Tarefas a cumprir
a - Liste todas as pessoas citadas pelo nome no trecho fornecido.
b - Responda com base no trecho fornecido:
(i) Em que dia foi realizada a audiência pública?
(ii) Quantas ações judiciais sobre a qualidade da água o promotor disse ter contra a Casan?
(iii) Segundo o promotor, o que a lei federal não permite?
c - Copie do trecho fornecido a parte que começa nas palavras "O promotor de" e vai até as palavras "abastecimento de água.", incluindo estas.

Trecho fornecido
Por Tiarajú Goldschmidt/Câmara de Vereadores.
Falta de água, irregularidades no abastecimento, qualidade da água, valor das faturas da Casan, investimentos por parte da Companhia, renovação do contrato, municipalização do fornecimento de água, tratamento de esgoto, busca de recursos, atendimento aos consumidores. Esses foram alguns dos temas tratados em audiência pública realizada na Câmara de Vereadores nesta quarta-feira (25), por iniciativa da vereadora Maria Tereza Capra (PT). O evento teve ampla participação popular, tanto ao vivo quanto pelas redes sociais da Câmara de Vereadores.
Lideranças e moradores fizeram questionamentos à Casan, ao Ministério Público e ao Poder Executivo Municipal, que enviaram representantes para a audiência. Na apresentação inicial, Maria Tereza Capra apresentou relatos sobre problemas no abastecimento de água e o que a Câmara já fez sobre o assunto. Ela citou que apresentou requerimento de informação à direção da Casan, questionando sobre a arrecadação e os investimentos, e que até aquele momento não havia recebido retorno. Durante a audiência, porém, o chefe da agência local da Casan, Ednilson Mello, entregou a resposta da companhia.
O promotor de Justiça Maycon Hammes, titular da 3ª Promotoria da Comarca de São Miguel do Oeste, ressaltou que possui cinco ações judiciais contra a Casan, em relação à qualidade da água; e outras duas ações cobrando o tratamento do resíduo das estações de tratamento de esgotos. Afirmou que quando tem que propor uma ação judicial, “é porque falhamos em todas as etapas anteriores, e a ação judicial é a última carta na manga”. Hammes afirmou que agora provavelmente terá que propor mais uma ação judicial, em relação ao abastecimento de água.
Hammes criticou que na parte do esgotamento sanitário São Miguel do Oeste tem índices dos mais baixos do Brasil; e que acreditava que até então não tínhamos problemas no fornecimento de água potável. “Quando a gente ouve os moradores, ouvimos situações como de falta de água durante todo o verão; de falta de água a cada dois dias, mas que se agravou com a estiagem. Uma ação judicial vai resolver isso?”, questionou. O promotor ressaltou que na renovação da concessão da água para a Casan, é possível incluir cláusulas exigindo obrigações da Companhia, sob pena de rescisão.
Maycon Hammes explicou que por força de lei federal não é possível perfurar mais poços individualmente, mas que isso não impede a Casan de perfurar mais poços artesianos, pois seria uma solução coletiva. Afirmou que São Miguel está crescendo e que tem previsão de crescer nos próximos anos, e que o abastecimento de água deve acompanhar esse ritmo.

Material fornecido
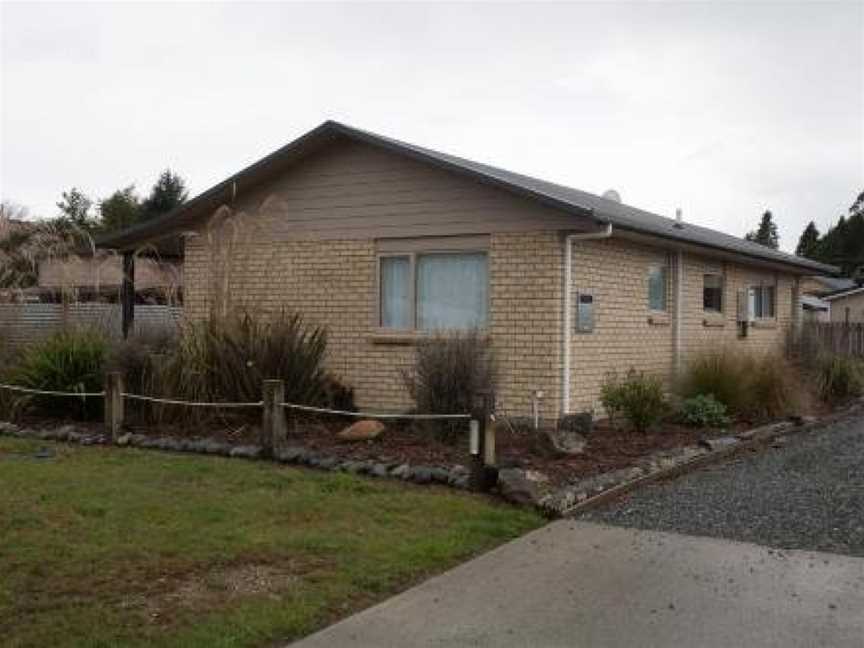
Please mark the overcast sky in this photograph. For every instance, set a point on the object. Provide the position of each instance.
(722, 109)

Respostas das tarefas
a -
Tiarajú Goldschmidt
Maria Tereza Capra
Ednilson Mello
Maycon Hammes

b -
(i) Na quarta-feira (25).
(ii) Cinco.
(iii) Perfurar mais poços individualmente.

c -
O promotor de Justiça Maycon Hammes, titular da 3ª Promotoria da Comarca de São Miguel do Oeste, ressaltou que possui cinco ações judiciais contra a Casan, em relação à qualidade da água; e outras duas ações cobrando o tratamento do resíduo das estações de tratamento de esgotos. Afirmou que quando tem que propor uma ação judicial, “é porque falhamos em todas as etapas anteriores, e a ação judicial é a última carta na manga”. Hammes afirmou que agora provavelmente terá que propor mais uma ação judicial, em relação ao abastecimento de água.